(Recorded data)

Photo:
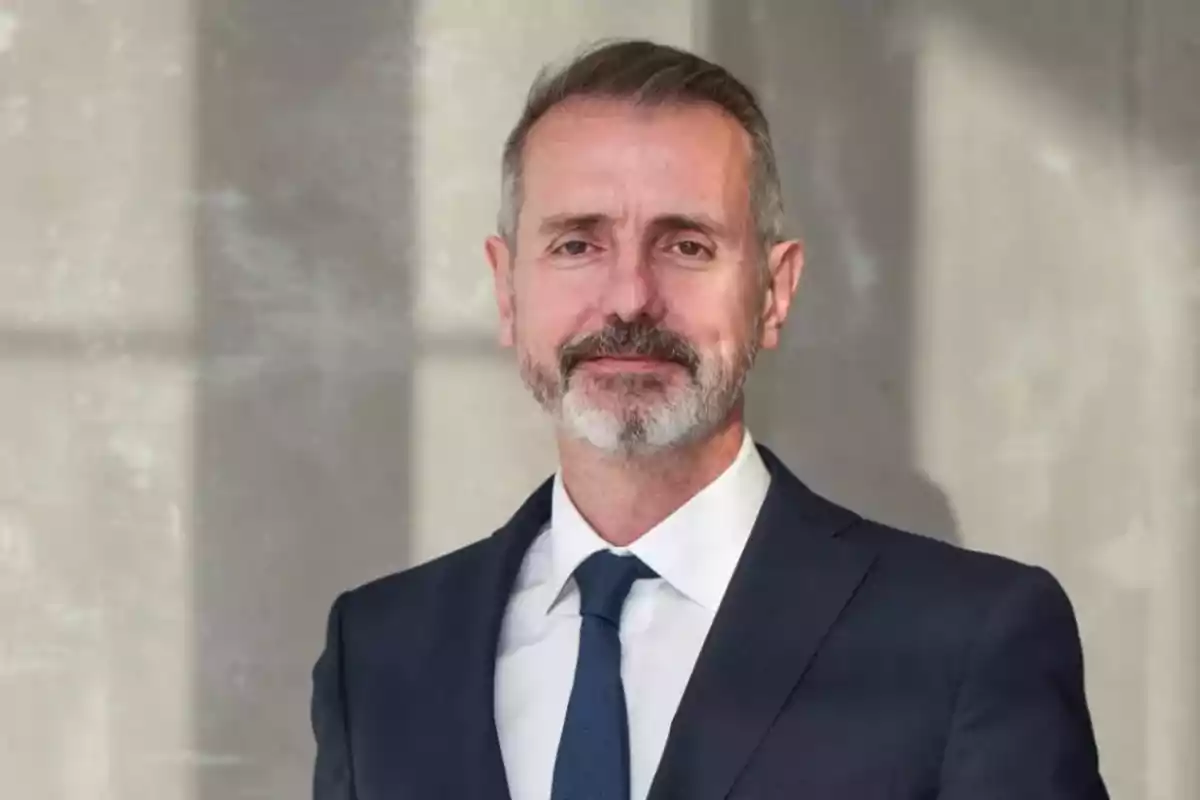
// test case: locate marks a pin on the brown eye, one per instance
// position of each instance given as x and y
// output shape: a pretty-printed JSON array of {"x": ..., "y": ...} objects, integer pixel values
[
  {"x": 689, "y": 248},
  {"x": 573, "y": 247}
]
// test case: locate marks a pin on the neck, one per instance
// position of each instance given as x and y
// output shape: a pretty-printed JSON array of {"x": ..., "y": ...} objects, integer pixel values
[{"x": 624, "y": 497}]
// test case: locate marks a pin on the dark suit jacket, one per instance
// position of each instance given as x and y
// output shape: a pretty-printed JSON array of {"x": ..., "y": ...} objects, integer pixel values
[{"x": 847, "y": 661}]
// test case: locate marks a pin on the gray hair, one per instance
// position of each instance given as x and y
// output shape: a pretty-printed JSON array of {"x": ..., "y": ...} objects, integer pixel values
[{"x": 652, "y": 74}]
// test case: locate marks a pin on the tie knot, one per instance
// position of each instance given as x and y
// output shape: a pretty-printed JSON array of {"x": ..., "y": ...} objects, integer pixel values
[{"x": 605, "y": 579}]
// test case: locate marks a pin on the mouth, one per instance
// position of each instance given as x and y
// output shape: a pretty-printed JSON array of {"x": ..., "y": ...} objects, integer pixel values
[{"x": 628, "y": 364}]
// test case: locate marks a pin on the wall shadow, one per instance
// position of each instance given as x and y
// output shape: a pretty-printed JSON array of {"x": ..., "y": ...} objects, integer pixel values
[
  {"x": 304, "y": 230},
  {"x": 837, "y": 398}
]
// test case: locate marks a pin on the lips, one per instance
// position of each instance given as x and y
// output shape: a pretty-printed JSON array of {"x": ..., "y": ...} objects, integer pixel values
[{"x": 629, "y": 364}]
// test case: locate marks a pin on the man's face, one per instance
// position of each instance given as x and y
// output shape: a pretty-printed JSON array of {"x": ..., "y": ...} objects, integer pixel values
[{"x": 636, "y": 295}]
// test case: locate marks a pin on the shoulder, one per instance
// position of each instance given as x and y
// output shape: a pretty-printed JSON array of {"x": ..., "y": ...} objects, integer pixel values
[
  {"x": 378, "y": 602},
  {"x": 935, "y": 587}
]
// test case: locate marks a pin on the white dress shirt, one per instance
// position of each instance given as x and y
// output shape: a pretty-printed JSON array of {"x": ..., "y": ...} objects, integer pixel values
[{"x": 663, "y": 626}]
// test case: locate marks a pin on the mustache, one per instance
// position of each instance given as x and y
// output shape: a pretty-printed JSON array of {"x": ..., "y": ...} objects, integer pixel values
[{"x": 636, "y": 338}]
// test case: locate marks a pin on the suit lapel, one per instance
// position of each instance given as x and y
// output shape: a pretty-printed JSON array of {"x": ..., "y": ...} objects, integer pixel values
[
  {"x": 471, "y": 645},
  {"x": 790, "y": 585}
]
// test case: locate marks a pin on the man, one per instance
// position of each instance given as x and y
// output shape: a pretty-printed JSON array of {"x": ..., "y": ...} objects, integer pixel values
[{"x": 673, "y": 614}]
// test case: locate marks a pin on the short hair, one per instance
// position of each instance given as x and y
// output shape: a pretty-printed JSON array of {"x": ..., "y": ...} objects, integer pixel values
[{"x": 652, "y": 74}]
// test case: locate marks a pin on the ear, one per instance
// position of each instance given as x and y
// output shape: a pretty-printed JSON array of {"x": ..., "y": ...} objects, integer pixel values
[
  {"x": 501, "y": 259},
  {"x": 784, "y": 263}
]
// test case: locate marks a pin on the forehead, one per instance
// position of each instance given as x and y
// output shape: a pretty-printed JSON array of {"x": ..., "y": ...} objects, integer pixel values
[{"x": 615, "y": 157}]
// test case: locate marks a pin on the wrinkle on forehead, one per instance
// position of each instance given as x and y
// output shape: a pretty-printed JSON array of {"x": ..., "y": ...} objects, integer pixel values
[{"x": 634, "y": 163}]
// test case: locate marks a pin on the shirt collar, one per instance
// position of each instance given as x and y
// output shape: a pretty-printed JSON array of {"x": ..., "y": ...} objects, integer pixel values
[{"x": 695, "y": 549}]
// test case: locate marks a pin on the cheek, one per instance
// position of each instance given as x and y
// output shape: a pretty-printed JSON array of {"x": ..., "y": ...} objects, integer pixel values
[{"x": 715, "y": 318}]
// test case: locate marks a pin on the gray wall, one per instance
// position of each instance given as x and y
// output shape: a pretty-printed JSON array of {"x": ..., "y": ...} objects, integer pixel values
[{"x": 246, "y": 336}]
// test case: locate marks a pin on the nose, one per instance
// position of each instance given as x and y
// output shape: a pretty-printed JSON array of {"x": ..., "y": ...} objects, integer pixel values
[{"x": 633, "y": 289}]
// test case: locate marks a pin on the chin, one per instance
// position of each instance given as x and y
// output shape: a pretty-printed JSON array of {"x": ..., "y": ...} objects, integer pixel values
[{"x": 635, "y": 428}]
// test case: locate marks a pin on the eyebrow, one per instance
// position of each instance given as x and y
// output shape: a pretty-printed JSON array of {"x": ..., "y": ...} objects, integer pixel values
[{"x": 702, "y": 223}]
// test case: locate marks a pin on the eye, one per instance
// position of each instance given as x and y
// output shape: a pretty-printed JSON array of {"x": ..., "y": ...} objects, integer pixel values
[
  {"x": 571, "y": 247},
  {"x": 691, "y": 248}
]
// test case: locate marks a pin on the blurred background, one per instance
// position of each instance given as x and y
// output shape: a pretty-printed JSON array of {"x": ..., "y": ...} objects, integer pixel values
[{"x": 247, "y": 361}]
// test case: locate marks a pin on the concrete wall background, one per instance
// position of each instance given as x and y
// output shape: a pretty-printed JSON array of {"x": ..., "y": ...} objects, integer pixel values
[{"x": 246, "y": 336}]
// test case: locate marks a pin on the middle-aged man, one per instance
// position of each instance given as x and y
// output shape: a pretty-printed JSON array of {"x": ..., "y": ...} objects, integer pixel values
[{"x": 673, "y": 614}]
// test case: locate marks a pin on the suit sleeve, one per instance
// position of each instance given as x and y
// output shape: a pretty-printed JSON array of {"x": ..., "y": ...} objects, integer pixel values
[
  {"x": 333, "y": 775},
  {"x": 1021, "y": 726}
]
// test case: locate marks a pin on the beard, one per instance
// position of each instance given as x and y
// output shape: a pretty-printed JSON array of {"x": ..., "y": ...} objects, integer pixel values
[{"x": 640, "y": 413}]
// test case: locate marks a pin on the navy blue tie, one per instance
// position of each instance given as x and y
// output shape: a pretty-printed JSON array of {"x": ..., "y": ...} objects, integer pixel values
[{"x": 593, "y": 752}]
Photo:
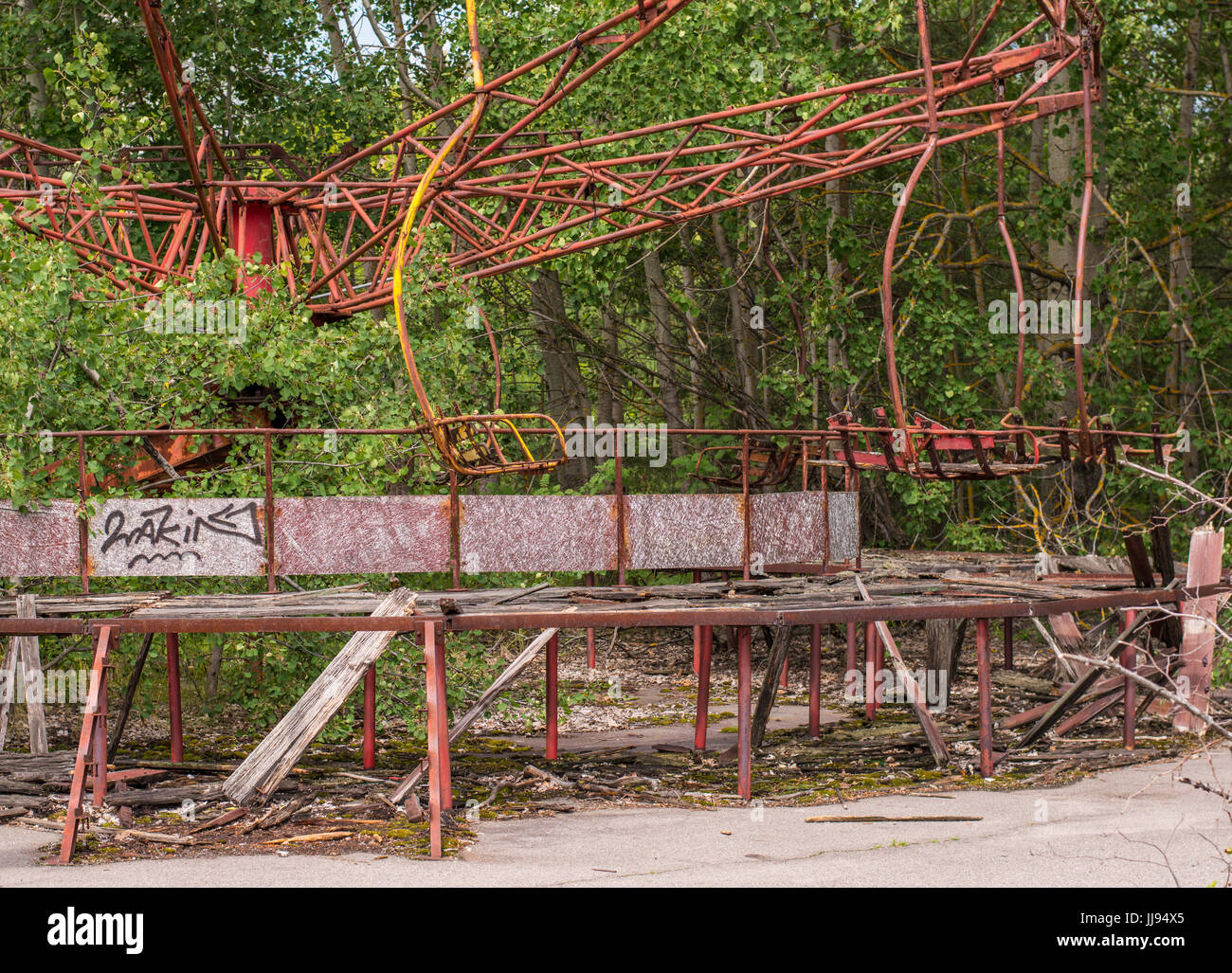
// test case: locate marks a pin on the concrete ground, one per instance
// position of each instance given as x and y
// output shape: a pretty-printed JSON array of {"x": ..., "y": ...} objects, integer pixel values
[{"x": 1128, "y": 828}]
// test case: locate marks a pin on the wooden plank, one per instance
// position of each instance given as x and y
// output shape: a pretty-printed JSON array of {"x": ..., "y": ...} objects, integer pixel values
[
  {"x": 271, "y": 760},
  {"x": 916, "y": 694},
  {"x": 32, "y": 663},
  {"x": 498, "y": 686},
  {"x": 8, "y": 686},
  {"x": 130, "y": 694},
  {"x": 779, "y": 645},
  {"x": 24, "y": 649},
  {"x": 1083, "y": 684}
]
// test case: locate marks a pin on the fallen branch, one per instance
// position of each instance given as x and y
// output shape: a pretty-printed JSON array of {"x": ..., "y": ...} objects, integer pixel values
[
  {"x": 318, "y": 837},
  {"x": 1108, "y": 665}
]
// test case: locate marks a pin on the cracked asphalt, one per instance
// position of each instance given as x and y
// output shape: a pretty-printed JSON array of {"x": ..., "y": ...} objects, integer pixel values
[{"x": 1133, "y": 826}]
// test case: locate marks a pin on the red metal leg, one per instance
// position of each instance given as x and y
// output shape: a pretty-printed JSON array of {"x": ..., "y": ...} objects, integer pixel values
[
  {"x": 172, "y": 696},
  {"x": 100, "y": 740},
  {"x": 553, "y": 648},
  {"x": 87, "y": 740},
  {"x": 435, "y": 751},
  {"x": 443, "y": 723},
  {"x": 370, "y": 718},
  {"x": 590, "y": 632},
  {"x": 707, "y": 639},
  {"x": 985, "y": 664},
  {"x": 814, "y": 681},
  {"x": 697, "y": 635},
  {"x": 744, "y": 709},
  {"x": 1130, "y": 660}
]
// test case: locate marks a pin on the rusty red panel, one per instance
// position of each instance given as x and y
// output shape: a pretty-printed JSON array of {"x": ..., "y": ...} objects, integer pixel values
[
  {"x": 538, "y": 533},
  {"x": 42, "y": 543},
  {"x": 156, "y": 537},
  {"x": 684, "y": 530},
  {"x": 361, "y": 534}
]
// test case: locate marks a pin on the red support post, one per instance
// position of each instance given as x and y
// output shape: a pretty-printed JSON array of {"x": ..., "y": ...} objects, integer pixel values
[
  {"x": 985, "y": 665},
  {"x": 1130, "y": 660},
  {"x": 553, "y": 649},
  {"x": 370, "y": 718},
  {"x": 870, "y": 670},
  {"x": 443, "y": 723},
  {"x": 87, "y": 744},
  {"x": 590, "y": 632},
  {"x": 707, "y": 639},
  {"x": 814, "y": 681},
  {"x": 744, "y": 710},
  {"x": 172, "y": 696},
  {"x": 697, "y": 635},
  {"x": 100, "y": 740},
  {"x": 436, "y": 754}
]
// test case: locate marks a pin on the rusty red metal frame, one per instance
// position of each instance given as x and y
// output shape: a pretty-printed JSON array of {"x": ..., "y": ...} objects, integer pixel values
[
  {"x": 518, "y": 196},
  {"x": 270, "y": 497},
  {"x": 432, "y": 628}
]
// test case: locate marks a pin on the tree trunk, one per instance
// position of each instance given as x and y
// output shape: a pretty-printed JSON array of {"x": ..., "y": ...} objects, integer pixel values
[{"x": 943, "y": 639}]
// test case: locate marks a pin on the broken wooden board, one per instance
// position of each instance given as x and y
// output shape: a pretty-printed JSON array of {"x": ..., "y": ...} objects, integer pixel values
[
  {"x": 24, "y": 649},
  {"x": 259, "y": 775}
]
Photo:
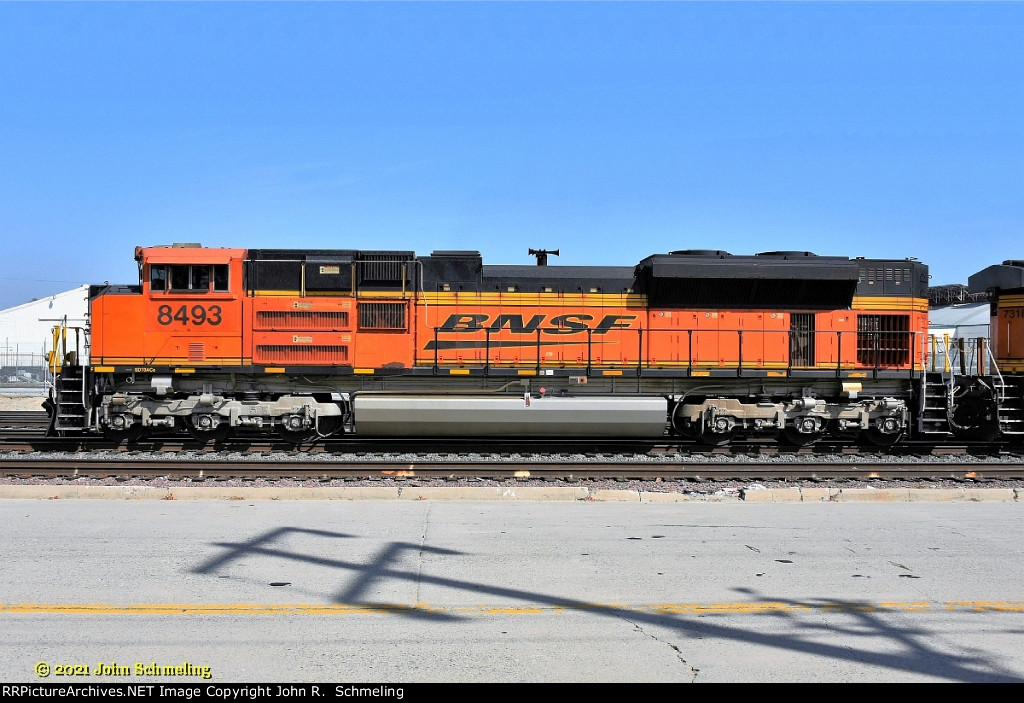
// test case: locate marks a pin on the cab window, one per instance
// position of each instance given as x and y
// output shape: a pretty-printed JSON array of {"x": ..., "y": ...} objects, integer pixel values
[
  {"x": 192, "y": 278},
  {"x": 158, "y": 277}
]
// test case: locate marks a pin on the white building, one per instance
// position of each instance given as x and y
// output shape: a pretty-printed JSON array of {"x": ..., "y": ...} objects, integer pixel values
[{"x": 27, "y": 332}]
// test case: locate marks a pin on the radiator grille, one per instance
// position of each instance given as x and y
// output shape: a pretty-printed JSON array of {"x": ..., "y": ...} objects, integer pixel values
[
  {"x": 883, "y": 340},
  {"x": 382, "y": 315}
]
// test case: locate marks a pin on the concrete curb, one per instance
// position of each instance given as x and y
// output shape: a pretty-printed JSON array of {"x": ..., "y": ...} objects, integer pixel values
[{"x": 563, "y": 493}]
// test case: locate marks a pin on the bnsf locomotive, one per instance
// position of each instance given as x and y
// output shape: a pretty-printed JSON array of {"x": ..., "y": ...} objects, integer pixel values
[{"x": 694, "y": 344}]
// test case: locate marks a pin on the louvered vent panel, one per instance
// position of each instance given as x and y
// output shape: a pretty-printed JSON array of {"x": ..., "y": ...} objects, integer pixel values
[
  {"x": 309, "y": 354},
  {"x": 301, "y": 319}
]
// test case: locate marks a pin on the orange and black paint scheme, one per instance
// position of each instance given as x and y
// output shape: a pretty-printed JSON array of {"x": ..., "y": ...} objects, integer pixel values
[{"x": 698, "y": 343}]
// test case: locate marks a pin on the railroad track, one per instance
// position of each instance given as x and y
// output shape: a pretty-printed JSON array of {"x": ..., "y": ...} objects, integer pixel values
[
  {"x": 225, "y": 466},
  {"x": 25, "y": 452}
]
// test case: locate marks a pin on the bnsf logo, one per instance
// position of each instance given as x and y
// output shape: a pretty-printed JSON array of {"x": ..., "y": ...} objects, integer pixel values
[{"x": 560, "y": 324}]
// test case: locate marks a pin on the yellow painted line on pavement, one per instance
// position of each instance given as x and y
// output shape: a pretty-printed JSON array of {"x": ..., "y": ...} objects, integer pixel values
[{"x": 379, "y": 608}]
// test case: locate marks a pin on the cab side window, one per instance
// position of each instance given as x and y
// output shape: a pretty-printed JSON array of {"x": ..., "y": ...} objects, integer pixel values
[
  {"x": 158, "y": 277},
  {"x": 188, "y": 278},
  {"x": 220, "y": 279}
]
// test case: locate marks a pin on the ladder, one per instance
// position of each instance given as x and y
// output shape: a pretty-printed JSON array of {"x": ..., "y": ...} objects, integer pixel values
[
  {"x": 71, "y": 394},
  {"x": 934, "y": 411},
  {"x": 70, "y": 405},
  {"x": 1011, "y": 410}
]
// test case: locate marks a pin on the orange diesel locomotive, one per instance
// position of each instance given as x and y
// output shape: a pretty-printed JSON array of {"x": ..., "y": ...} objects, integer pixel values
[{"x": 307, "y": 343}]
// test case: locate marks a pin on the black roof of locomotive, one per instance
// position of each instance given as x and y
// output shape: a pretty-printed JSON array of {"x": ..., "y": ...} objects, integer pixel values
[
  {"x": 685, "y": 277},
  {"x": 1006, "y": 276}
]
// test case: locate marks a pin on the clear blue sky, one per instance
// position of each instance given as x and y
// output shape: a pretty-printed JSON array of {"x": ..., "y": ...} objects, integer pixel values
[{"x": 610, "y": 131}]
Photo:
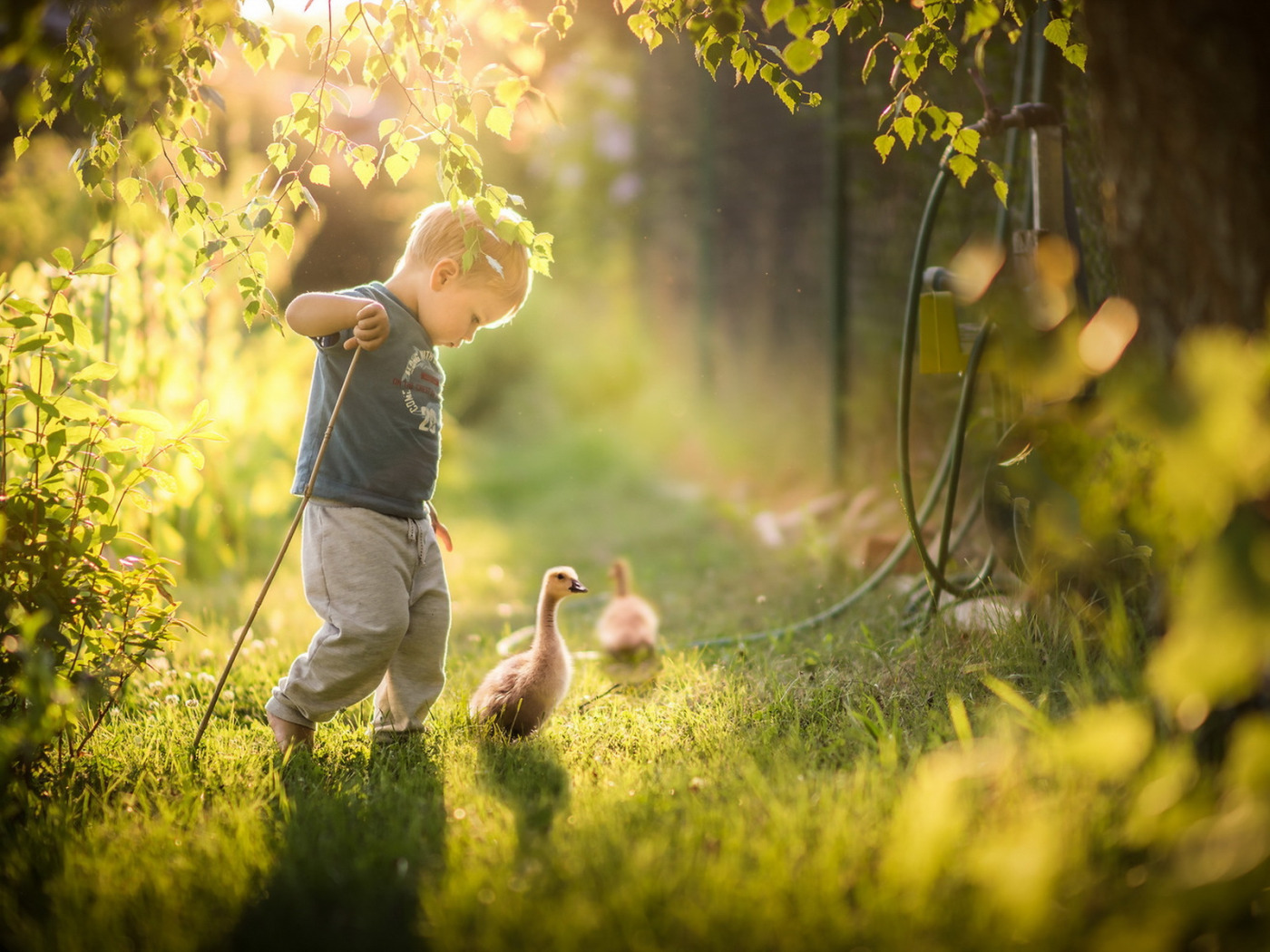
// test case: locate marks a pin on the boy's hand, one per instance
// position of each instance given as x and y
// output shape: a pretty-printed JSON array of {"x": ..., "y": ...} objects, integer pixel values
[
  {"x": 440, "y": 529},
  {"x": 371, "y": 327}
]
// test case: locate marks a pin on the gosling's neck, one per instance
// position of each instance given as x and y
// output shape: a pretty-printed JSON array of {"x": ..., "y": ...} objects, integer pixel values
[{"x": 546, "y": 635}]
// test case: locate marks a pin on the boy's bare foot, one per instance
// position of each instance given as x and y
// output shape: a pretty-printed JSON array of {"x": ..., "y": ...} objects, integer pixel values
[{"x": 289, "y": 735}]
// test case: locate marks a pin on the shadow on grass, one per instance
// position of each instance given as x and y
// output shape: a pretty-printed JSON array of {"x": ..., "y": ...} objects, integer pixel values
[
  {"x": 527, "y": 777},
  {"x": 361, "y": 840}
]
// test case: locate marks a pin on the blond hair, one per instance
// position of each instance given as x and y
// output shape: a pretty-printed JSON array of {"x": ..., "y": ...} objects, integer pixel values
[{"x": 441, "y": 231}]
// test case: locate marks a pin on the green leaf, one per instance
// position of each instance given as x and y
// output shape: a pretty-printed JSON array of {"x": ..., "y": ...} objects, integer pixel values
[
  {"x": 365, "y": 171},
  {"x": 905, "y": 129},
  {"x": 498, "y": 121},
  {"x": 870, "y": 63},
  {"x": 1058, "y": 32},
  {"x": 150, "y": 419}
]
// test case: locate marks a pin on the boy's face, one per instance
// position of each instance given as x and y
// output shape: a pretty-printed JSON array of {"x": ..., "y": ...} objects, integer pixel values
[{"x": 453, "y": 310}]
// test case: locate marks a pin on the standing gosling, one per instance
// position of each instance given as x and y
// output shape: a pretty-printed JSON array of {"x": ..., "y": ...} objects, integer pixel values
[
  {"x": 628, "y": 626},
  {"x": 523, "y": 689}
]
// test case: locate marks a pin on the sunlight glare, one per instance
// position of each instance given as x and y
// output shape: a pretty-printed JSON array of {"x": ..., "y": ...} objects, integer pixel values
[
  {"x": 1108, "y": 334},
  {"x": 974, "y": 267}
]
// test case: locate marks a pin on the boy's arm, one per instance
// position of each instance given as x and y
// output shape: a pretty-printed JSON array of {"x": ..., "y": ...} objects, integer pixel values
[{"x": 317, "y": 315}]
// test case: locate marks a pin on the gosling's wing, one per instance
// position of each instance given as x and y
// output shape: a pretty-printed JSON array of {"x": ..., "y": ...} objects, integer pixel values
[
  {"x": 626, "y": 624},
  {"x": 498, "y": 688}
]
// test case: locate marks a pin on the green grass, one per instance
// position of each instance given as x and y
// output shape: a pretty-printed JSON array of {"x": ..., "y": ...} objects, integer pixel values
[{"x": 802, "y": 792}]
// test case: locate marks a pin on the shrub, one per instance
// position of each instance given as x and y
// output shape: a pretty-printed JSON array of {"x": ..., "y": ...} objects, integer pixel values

### Task to complete
Beginning with the line that contains "boy's face, one per instance", repeat every line through the end of the records and nothing more.

### Result below
// test case: locate marks a pin on the boy's face, one per instance
// position of each instance given as x and y
// output shape: a pretty-printed JSON array of {"x": ..., "y": ...} objects, integer pixel values
[{"x": 453, "y": 310}]
// test case: locate marks a pin on the standing gosling, one per instance
// position of each instance given as x and y
// output shape: a pretty-printed JSON array of {"x": ..., "y": ...} objects, integer pixel values
[
  {"x": 628, "y": 626},
  {"x": 523, "y": 689}
]
// test case: locate marks a pin on the sunlight glare, one per instance
// position of each instance given as x and y
// output shape: a pretty-printed JSON array of {"x": ..., "y": ...} objects, integer pixel values
[
  {"x": 1108, "y": 334},
  {"x": 974, "y": 267}
]
// test case: locate marks a pin on the boy's arm, one per instance
// position of each instance given as x and y
// output shape: a pretty-printed JSON array of {"x": ..., "y": ...} objects, integer pixel values
[{"x": 317, "y": 315}]
// test case: locate marks a pin on the gosling's wing, one per instance
// position of each instance given as x and y
// output shape: a pretty-printed JSON array of {"x": ..., "y": ...} objects, integer pixel values
[
  {"x": 626, "y": 624},
  {"x": 498, "y": 688}
]
// test case: locate marks a pin on the green grass, one per instance
// position of each instance given as x and y
// output shape: a pretty-printed JSON array of {"x": ..., "y": ...} objects, integer pixel values
[{"x": 802, "y": 792}]
// test case: locate marks a pin on the shrub, one per instance
// position of each instance given as x and y
// output shape: a pretty-printed JSON array of {"x": ..., "y": ...} objects, integer pixel values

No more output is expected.